→ What is asked
Print the listing below line for line, with no changes.

──────── Records supplied

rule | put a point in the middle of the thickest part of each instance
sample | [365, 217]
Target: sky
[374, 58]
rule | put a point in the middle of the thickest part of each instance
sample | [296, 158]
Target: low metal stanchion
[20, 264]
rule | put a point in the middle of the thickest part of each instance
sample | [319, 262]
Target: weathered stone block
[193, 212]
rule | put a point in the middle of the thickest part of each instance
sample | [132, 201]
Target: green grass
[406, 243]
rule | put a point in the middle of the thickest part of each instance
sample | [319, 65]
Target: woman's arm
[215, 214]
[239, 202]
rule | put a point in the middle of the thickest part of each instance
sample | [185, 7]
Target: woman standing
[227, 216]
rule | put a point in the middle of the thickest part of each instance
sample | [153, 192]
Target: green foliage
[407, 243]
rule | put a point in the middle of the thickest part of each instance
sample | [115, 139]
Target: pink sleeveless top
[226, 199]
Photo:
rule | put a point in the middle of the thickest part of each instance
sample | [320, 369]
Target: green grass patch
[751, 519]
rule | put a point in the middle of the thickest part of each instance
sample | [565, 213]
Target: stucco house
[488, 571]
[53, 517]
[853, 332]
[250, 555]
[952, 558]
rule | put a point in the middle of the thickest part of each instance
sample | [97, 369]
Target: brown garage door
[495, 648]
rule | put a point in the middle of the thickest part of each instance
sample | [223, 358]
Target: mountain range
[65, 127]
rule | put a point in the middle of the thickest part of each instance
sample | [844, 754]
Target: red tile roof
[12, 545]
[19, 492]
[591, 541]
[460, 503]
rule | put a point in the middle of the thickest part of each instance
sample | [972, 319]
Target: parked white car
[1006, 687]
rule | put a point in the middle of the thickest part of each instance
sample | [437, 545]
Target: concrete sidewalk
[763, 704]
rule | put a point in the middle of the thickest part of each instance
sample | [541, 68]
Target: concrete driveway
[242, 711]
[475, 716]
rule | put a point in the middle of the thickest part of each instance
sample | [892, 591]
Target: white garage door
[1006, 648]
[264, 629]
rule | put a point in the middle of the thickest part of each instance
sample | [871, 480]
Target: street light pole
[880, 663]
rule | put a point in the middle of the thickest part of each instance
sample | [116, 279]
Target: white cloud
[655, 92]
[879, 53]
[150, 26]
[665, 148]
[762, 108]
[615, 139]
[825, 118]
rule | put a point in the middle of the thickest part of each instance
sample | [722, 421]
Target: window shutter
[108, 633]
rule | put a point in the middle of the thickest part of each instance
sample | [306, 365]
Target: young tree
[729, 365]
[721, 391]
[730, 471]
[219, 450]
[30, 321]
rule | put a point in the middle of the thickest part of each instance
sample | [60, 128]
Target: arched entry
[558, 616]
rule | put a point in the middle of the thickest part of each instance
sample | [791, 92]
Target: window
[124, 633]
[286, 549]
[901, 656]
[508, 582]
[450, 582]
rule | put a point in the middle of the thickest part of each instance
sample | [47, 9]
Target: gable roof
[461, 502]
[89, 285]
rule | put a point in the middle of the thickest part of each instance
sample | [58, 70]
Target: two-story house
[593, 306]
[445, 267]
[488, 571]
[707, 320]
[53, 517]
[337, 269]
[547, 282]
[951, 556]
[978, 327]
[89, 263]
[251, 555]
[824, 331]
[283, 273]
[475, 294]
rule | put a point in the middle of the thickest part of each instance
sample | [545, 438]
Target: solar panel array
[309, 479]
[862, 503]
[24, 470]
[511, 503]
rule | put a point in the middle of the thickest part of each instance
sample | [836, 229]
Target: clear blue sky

────────────────

→ The answer
rule | put a point in the middle of the thickest part of each instance
sample | [365, 217]
Target: sky
[374, 58]
rule | put a point in the middle of the thickest part of each instance
sample | [296, 158]
Target: low metal stanchion
[20, 264]
rule | put a point in the middle of the thickest part of each instance
sample | [319, 262]
Target: weathered stone block
[193, 212]
rule | put a point in the middle of the thickest part of each instance
sample | [132, 201]
Target: green grass
[406, 243]
rule | put a point in the middle of the thickest part of each instance
sample | [319, 65]
Target: woman's arm
[215, 214]
[239, 202]
rule | put a point in the middle of the thickest part of each instance
sample | [185, 7]
Target: woman standing
[227, 216]
rule | put a point in the middle of the thickest part of each instance
sample | [153, 192]
Target: green foliage
[407, 243]
rule | put a point in the middle of the thickest part of each instance
sample | [115, 139]
Target: pink sleeveless top
[226, 199]
Photo:
rule | put a point in the middle of the thickest part of each instance
sample | [320, 369]
Target: green grass patch
[751, 519]
rule | put a point in the middle of the thickest part of each instance
sample | [565, 213]
Target: stucco house
[488, 571]
[53, 517]
[853, 332]
[250, 555]
[952, 558]
rule | put a point in the middle of the thickest part of each instance
sample | [97, 369]
Target: brown garage door
[495, 648]
rule | put a point in the middle of the thickest part of each instance
sample | [223, 358]
Target: mountain range
[65, 127]
rule | put a point in the middle of the thickest part of each instance
sample | [844, 754]
Target: red tile roof
[12, 545]
[19, 492]
[591, 541]
[460, 503]
rule | put a point in the middle of the thickest part of each instance
sample | [972, 319]
Target: parked white car
[1006, 687]
rule | put a point in the middle of the thickest part of each instance
sample | [437, 545]
Target: concrete sidewalk
[763, 704]
rule | put a point in the middle of the thickest part of each instance
sample | [541, 68]
Target: concrete driveway
[242, 711]
[475, 716]
rule | put a point in the middle of the thickest part of each instance
sample | [892, 591]
Target: white garage door
[1006, 648]
[264, 629]
rule | put a point in the middle of the thickest part of each instance
sample | [871, 480]
Target: street light pole
[880, 663]
rule | put a point in the middle of the thickest part of each instance
sample | [116, 279]
Target: white cloud
[655, 92]
[879, 53]
[150, 26]
[665, 148]
[762, 108]
[615, 139]
[825, 118]
rule | put a point in the middle of the thickest part of each instance
sample | [722, 421]
Target: window shutter
[108, 633]
rule | put a point in the middle of the thickest part of each instance
sample | [306, 365]
Target: young tree
[729, 365]
[721, 391]
[730, 471]
[219, 450]
[30, 321]
rule | put a point in the middle of the thickest part of each instance
sample | [60, 128]
Target: arched entry
[558, 616]
rule | put a point in the middle of the thickest part of each instance
sample | [791, 92]
Target: window
[124, 633]
[286, 549]
[901, 656]
[508, 582]
[450, 582]
rule | put a point in the middle of the thickest part of each instance
sample | [47, 9]
Target: gable roof
[461, 502]
[89, 285]
rule | put a point in the middle of the thickest part of each instance
sample | [58, 70]
Target: two-story house
[593, 306]
[445, 267]
[488, 571]
[707, 320]
[53, 517]
[337, 269]
[547, 282]
[951, 556]
[978, 327]
[89, 263]
[251, 555]
[824, 331]
[283, 273]
[475, 294]
rule | put a point in the middle of the thickest part of each instance
sample | [545, 438]
Target: solar panel array
[309, 479]
[862, 503]
[24, 470]
[511, 503]
rule | put a point in the middle of the thickest part of each instance
sample | [836, 229]
Target: clear blue sky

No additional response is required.